Work required - Can you swap "screenshot" for "photo" throughout the stretch of items from the start through the line containing "[640,96,689,127]", then write those lines out again with nothing else changed and the pictures left out?

>> start Dataset excerpts

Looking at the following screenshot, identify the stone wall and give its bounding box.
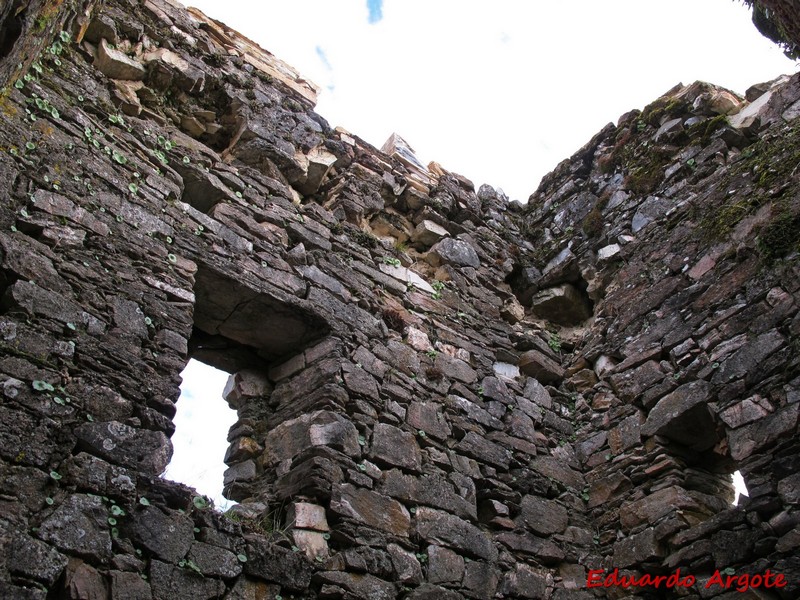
[0,0,800,600]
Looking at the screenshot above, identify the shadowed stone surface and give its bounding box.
[0,0,800,600]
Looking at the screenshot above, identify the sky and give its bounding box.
[178,0,796,202]
[164,360,236,510]
[159,0,784,506]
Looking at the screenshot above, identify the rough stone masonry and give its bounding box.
[0,0,800,600]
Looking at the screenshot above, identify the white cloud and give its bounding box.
[186,0,794,200]
[169,0,795,504]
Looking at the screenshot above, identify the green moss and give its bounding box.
[625,147,672,194]
[581,206,603,238]
[640,96,689,127]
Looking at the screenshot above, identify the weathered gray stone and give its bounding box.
[728,404,800,460]
[425,238,481,269]
[411,219,450,248]
[414,507,497,561]
[5,534,67,586]
[631,196,673,233]
[386,544,422,585]
[620,486,700,530]
[129,506,194,563]
[286,502,330,531]
[187,541,242,579]
[75,421,172,475]
[711,330,786,383]
[243,536,313,592]
[110,571,153,600]
[427,545,464,583]
[531,283,592,325]
[222,369,277,410]
[406,402,451,440]
[370,423,422,471]
[613,527,665,567]
[406,583,464,600]
[462,561,498,600]
[330,483,411,537]
[264,411,361,463]
[317,571,397,600]
[37,494,111,560]
[94,40,146,80]
[150,560,225,600]
[498,564,547,600]
[519,350,565,384]
[380,469,475,519]
[517,495,569,535]
[641,381,717,452]
[455,431,511,469]
[64,559,108,600]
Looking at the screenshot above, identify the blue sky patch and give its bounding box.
[314,46,333,71]
[367,0,383,23]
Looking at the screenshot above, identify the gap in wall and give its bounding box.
[731,471,750,506]
[163,359,237,511]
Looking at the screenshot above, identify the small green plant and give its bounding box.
[547,333,561,352]
[178,559,203,575]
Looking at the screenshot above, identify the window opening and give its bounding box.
[731,471,750,506]
[163,359,237,511]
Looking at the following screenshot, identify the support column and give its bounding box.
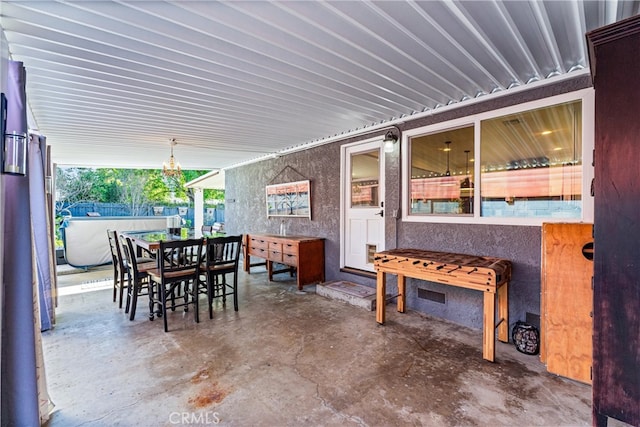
[193,188,204,237]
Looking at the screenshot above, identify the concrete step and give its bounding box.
[316,280,376,311]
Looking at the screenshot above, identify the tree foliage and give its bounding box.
[56,168,224,215]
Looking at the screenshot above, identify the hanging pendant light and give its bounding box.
[162,138,182,176]
[444,141,451,176]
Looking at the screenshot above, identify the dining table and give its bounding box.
[122,230,226,260]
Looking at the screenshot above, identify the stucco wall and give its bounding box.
[225,75,591,329]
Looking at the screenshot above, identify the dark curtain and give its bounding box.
[0,61,40,426]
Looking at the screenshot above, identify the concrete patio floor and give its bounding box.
[43,267,591,427]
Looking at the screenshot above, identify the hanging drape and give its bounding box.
[0,61,50,426]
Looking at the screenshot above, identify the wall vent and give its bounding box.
[525,311,540,329]
[418,288,445,304]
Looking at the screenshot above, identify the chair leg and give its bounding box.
[129,280,140,320]
[192,277,200,323]
[113,266,117,302]
[118,271,128,308]
[149,280,158,320]
[158,283,173,332]
[233,273,238,311]
[124,273,133,314]
[207,272,215,319]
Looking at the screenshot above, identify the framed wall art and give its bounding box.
[266,179,311,219]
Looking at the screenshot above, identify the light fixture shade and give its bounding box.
[162,138,182,176]
[2,131,27,176]
[383,131,398,153]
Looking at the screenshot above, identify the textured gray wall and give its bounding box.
[225,75,591,329]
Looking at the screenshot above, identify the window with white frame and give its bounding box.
[403,90,593,225]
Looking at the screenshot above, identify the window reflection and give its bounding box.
[351,150,380,207]
[411,126,474,215]
[480,101,582,218]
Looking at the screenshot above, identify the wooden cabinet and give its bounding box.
[587,15,640,426]
[540,223,593,384]
[244,234,324,290]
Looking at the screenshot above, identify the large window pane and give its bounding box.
[410,126,474,215]
[480,101,582,218]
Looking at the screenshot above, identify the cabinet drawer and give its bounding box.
[269,242,282,252]
[269,251,282,263]
[249,237,269,249]
[282,243,298,255]
[249,246,269,259]
[282,254,298,267]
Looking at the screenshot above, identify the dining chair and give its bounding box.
[148,239,203,332]
[107,230,129,308]
[199,235,242,319]
[120,235,157,320]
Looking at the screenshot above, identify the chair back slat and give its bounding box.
[159,239,203,277]
[206,235,242,272]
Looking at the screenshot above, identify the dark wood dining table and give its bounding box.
[122,230,226,253]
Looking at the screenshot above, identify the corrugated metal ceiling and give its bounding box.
[0,0,640,169]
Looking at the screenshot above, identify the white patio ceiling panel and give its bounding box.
[0,0,640,169]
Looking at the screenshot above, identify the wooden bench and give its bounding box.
[374,249,511,362]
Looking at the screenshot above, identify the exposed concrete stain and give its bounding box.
[189,382,229,409]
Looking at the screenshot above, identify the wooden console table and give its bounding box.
[244,234,324,290]
[374,249,511,362]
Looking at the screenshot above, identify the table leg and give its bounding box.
[482,292,496,362]
[376,271,387,325]
[398,274,407,313]
[498,282,509,342]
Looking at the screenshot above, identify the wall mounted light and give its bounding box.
[2,131,27,176]
[383,130,398,153]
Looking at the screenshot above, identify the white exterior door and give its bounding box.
[341,139,384,271]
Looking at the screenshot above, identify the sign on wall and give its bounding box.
[266,180,311,219]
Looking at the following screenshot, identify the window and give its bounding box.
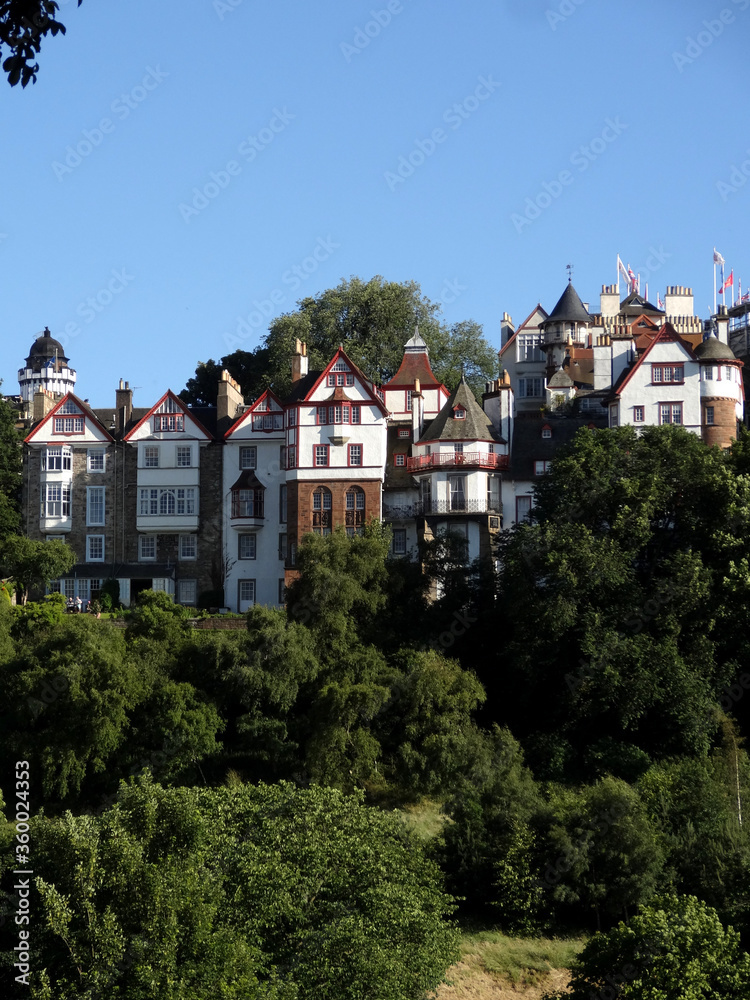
[312,486,333,535]
[86,486,104,524]
[86,535,104,562]
[138,535,156,562]
[138,487,198,517]
[177,580,197,604]
[42,483,70,517]
[516,496,531,523]
[154,413,185,432]
[239,535,256,559]
[518,378,544,399]
[651,365,685,383]
[448,476,466,510]
[237,580,255,611]
[232,488,266,519]
[180,535,198,559]
[42,444,73,472]
[54,417,83,434]
[659,403,682,424]
[86,448,105,472]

>> end Dataset excerpts

Response -
Looking at the following photo, identify the stone wall and give its bounding box.
[0,0,800,600]
Looking at the photo above, identify the shadowed stone surface and give its bounding box.
[0,0,800,600]
Looking at the photo above, identify the sky and give its bounding box.
[178,0,796,202]
[164,360,236,510]
[159,0,784,506]
Looking at the photo above, identify the rough stone masonry and give its bounding box.
[0,0,800,600]
Looking at the photo above, identify the white cloud and give its bounding box.
[186,0,794,200]
[169,0,795,504]
Looking at the photo above, identify the green moss and give its bounding box.
[625,147,672,194]
[581,206,603,238]
[640,96,689,127]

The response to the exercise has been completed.